═══ 読む文章 ═══

1.景気は持ち直しの動きみせるも、業種により差
企業の景況感について、2020年9月のTDB景気動向指数(景気DI)は4カ月連続で前月比プラス(1.9ポイント増)の31.6となった(図表1)。
9月は、堅調な公共工事や連休中の外出増加、緩やかに上向いた設備投資意欲などがプラス要因であった。
加えて、自宅内消費の拡大やリモートワークの広がりによる住宅ニーズの高まりなどもみられた。また、5G(第5世代移動通信システム)やインターネット接続にともなう電気通信工事も活発だった。他方、新型コロナウイルス感染拡大の影響が続くなか、景況感の持ち直しは業種により温度差が表れる傾向もみられた(図表2)。
業種別では、『建設』が4カ月連続でプラスとなり、景気DIは3月以来6カ月ぶりに40を上回った。災害復旧などの公共事業が堅調に推移している土木工事や、5Gや光回線などの設備工事が旺盛な電気通信工事がプラスに寄与したとみられる。他方、新設住宅着工戸数の減少傾向や商業施設のテナントの空洞化は、建築工事や内装工事などに悪材料となり、それらの業種で持ち直しの動きに弱さがみられた。また、『建設』の雇用過不足DIは、正社員・非正社員ともに6月以降4カ月連続で上昇しており、建設業の人手不足感は再び強まってきている。
2020年9月の国内景気は、業種によって回復に差がみられたものの、持ち直しの動きが表れた。

═══ 与えられた記録 ═══

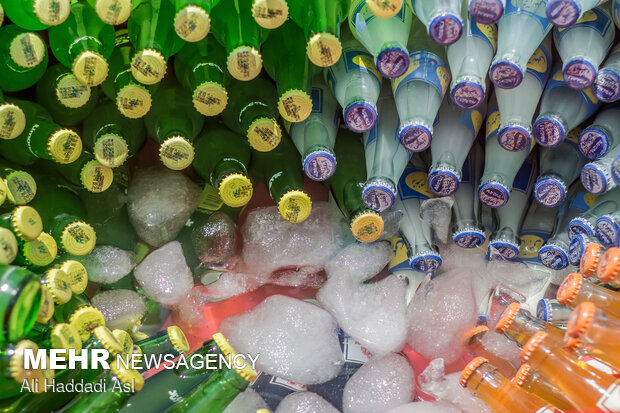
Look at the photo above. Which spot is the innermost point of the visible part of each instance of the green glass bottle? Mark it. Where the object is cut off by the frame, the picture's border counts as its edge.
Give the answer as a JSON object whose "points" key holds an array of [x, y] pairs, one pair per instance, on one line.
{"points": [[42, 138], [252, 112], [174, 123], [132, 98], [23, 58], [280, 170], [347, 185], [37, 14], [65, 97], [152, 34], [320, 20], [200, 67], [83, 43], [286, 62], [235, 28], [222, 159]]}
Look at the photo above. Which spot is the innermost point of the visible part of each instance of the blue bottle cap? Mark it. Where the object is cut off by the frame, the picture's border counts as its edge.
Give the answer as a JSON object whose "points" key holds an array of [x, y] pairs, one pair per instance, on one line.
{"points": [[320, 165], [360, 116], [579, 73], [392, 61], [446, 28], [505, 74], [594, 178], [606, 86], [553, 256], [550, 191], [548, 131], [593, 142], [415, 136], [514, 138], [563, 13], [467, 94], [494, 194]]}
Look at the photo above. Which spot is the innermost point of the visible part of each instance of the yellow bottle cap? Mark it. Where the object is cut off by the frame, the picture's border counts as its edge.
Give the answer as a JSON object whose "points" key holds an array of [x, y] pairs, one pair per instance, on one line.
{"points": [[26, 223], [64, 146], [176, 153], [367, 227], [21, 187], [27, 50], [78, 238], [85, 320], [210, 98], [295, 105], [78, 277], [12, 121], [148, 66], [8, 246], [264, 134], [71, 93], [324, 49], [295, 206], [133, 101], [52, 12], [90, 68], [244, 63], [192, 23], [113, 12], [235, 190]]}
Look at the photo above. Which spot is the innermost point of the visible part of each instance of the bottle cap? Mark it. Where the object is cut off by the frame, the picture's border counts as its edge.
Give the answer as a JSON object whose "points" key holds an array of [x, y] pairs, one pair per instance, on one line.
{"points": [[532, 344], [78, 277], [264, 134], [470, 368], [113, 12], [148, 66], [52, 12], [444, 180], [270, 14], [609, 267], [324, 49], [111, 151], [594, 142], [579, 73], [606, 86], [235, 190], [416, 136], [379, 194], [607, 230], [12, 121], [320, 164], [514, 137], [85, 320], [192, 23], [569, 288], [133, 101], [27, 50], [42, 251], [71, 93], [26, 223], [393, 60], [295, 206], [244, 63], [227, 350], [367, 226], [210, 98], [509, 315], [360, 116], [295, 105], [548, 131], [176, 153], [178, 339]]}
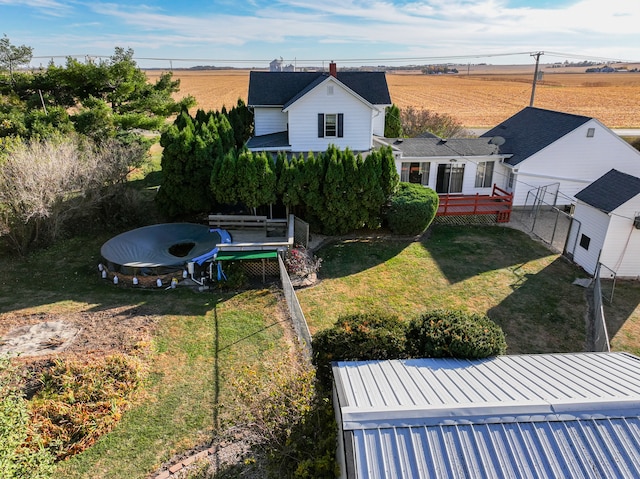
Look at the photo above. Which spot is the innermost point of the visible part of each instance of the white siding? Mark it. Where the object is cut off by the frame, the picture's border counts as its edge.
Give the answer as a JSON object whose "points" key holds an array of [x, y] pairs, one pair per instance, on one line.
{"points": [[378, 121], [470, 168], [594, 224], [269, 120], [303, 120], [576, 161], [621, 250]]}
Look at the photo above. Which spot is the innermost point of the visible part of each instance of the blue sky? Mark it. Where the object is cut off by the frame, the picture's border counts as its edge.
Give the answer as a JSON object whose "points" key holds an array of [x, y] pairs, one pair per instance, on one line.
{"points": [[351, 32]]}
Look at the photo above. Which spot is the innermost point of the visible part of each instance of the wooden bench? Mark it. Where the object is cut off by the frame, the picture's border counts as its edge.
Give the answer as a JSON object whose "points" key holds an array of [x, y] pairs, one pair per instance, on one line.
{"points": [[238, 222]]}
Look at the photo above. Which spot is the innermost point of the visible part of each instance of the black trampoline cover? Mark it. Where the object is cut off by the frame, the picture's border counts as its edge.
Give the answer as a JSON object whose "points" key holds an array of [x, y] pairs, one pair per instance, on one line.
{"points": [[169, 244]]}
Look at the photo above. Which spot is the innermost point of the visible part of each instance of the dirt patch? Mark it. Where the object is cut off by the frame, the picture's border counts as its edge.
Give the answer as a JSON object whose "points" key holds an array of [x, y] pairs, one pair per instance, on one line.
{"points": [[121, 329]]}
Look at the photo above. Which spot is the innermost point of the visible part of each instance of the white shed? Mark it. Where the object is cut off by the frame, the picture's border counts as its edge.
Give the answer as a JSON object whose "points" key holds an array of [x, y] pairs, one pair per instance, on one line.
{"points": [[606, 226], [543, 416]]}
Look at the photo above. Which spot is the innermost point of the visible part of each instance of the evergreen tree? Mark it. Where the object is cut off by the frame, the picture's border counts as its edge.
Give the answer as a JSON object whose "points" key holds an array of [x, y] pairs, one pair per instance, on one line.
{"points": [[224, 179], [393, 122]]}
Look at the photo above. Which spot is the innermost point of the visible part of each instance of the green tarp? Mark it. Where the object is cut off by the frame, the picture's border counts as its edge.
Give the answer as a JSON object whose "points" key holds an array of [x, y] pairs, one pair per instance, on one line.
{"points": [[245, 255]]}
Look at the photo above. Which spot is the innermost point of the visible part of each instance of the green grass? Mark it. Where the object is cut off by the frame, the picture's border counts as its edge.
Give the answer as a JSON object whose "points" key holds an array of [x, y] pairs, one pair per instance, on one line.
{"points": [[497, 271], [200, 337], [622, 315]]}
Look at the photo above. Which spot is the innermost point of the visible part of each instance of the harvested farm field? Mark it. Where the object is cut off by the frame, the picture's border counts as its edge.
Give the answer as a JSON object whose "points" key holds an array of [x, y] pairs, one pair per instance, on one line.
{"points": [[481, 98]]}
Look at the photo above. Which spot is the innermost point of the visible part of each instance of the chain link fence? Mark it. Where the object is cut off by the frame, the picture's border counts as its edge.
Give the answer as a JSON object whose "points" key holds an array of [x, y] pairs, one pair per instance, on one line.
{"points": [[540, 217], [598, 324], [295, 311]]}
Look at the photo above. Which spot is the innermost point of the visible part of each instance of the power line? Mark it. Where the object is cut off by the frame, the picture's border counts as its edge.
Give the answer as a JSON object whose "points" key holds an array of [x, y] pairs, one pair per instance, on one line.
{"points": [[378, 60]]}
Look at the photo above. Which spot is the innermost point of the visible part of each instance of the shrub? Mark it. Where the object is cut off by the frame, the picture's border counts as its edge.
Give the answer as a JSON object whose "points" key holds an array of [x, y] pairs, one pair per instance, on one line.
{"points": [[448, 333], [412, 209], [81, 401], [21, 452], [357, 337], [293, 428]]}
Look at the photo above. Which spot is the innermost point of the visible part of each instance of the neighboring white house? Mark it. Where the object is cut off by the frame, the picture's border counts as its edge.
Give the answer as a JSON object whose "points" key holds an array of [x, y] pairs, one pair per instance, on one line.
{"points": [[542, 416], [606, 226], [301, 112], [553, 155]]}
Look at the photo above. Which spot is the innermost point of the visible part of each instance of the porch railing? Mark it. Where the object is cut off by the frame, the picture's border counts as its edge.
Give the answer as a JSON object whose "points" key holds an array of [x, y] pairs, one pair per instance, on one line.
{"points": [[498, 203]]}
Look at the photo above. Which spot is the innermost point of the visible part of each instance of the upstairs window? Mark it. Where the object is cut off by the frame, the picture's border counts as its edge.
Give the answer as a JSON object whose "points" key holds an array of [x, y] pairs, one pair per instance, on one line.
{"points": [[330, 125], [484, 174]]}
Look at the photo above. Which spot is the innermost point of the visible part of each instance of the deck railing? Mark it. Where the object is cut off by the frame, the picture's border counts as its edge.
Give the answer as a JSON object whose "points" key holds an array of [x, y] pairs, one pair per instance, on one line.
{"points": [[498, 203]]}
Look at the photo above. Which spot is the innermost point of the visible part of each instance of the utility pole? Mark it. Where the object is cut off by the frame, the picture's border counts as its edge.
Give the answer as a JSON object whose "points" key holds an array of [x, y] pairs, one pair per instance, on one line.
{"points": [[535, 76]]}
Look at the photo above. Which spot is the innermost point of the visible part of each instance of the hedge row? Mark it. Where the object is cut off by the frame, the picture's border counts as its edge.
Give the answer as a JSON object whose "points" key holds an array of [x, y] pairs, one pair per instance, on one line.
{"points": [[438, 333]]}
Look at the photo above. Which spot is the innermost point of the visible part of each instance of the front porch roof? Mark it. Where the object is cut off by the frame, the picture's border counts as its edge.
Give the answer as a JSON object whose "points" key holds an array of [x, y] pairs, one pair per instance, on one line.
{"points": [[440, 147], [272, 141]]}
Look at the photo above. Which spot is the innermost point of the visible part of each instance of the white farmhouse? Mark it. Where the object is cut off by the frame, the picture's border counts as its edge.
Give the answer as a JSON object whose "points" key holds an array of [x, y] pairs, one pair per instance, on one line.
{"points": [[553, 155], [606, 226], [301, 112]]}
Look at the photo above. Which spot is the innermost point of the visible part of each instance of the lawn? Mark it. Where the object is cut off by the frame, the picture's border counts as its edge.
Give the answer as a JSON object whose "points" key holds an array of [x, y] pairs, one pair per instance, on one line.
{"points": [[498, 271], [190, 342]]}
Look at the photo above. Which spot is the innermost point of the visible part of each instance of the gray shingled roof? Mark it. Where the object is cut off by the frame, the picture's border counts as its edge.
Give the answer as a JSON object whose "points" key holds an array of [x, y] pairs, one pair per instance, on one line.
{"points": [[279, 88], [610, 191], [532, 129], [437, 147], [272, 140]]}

═══
═══ 与えられた記録 ═══

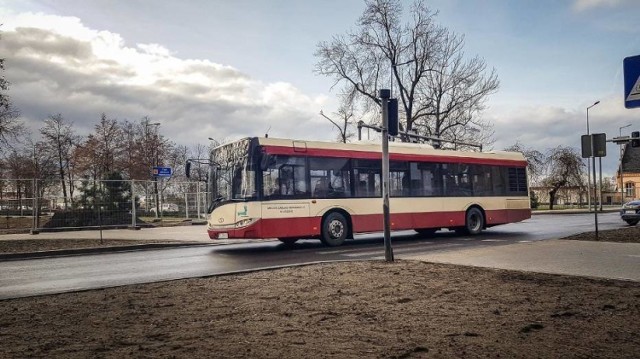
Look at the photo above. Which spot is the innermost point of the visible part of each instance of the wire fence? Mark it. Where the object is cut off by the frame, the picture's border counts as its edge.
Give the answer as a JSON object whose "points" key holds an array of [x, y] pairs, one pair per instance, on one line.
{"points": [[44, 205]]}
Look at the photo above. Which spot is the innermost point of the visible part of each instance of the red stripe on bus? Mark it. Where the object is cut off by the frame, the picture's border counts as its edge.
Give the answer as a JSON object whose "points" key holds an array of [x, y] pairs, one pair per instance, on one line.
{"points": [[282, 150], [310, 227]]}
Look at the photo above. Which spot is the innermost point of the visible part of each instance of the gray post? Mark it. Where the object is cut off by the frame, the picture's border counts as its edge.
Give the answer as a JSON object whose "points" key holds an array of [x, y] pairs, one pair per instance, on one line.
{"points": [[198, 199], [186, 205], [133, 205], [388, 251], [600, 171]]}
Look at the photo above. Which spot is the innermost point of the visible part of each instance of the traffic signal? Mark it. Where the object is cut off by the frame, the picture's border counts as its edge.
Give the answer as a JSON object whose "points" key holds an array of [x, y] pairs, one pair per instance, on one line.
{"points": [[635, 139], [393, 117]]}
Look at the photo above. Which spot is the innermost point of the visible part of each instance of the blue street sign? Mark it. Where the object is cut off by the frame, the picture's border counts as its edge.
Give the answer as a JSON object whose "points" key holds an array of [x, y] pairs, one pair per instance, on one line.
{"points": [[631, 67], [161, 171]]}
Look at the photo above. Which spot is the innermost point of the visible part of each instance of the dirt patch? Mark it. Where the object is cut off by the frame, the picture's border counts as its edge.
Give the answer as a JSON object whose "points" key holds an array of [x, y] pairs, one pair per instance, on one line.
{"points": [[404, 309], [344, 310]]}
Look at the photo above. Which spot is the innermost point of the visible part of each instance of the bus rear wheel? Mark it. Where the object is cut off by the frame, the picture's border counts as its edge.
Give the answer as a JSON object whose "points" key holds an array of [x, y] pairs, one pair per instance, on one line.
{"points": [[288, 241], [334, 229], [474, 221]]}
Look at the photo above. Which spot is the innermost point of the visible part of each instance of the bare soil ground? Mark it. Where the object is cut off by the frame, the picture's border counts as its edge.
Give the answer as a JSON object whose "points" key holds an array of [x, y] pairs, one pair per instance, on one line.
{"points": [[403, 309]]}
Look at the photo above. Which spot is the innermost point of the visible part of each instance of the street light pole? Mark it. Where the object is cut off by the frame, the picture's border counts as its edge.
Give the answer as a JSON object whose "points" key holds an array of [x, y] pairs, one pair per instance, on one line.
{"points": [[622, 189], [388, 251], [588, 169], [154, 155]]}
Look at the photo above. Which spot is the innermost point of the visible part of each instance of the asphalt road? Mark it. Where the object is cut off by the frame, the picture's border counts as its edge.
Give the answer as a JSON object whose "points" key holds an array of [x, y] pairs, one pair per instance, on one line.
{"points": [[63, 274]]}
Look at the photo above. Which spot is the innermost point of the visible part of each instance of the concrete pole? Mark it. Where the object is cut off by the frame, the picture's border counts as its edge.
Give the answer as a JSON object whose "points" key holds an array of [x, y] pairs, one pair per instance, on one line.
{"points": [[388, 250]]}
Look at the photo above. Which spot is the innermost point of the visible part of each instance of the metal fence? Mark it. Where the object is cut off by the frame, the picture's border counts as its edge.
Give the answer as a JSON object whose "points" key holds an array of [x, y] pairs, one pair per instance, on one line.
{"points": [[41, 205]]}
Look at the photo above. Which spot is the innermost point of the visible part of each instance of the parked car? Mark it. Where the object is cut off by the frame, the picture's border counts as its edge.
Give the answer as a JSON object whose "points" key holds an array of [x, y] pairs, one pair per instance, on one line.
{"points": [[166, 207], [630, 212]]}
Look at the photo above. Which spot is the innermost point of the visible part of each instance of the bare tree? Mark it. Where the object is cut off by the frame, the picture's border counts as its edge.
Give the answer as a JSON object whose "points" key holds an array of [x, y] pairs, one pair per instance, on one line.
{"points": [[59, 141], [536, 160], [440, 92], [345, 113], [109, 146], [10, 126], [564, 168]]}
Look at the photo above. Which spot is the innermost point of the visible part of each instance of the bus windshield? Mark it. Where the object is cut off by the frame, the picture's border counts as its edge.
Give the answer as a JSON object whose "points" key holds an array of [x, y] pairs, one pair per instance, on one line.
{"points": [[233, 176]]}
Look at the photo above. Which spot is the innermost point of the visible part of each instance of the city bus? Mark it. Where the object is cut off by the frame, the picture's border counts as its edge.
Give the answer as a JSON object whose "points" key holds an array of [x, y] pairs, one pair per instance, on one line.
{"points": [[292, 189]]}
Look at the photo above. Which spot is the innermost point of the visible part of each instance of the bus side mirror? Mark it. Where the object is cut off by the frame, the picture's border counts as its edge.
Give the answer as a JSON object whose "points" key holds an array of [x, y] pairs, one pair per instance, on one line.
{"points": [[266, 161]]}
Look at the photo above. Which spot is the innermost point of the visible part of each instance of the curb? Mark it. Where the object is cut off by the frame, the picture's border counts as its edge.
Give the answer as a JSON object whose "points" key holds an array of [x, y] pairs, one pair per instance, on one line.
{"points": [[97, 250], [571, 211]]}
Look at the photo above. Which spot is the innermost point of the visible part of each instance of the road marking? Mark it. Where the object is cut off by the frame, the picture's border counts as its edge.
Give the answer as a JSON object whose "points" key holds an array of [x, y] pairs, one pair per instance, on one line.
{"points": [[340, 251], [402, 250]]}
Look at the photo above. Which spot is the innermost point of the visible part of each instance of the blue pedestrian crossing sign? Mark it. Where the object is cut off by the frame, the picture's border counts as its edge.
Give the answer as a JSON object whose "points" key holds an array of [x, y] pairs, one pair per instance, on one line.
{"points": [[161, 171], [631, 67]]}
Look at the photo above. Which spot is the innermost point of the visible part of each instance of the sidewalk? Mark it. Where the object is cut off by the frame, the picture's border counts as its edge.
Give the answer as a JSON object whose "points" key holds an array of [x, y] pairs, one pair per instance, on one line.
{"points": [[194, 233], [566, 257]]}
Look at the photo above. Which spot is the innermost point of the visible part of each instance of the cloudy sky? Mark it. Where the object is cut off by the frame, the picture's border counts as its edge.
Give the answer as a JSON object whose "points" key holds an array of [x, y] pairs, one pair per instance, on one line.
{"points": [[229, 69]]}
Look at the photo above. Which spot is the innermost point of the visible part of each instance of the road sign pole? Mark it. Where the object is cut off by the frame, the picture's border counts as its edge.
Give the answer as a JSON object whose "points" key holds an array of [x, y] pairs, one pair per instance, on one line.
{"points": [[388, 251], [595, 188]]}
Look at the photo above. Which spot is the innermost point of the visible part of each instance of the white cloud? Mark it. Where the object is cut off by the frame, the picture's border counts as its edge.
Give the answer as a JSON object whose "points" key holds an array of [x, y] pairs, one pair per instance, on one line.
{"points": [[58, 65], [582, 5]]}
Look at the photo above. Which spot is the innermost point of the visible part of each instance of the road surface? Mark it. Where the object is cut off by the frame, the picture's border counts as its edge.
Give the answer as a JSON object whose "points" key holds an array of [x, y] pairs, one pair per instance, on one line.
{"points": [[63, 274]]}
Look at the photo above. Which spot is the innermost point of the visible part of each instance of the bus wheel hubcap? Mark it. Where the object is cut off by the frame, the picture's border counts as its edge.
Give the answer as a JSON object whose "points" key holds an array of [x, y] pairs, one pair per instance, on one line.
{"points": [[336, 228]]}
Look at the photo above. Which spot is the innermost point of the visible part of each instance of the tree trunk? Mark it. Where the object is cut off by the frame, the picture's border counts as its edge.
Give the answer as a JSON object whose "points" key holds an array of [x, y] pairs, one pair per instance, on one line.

═══

景気動向についての文章のうち、「9月は、堅調な公共工事や連休」から「足感は再び強まってきている。」までの部分を一字も変えずに書き写すこと。 記録には頼らず、景気動向についての文章だけを手がかりにすること。

## 問題の解答:
9月は、堅調な公共工事や連休中の外出増加、緩やかに上向いた設備投資意欲などがプラス要因であった。
加えて、自宅内消費の拡大やリモートワークの広がりによる住宅ニーズの高まりなどもみられた。また、5G(第5世代移動通信システム)やインターネット接続にともなう電気通信工事も活発だった。他方、新型コロナウイルス感染拡大の影響が続くなか、景況感の持ち直しは業種により温度差が表れる傾向もみられた(図表2)。
業種別では、『建設』が4カ月連続でプラスとなり、景気DIは3月以来6カ月ぶりに40を上回った。災害復旧などの公共事業が堅調に推移している土木工事や、5Gや光回線などの設備工事が旺盛な電気通信工事がプラスに寄与したとみられる。他方、新設住宅着工戸数の減少傾向や商業施設のテナントの空洞化は、建築工事や内装工事などに悪材料となり、それらの業種で持ち直しの動きに弱さがみられた。また、『建設』の雇用過不足DIは、正社員・非正社員ともに6月以降4カ月連続で上昇しており、建設業の人手不足感は再び強まってきている。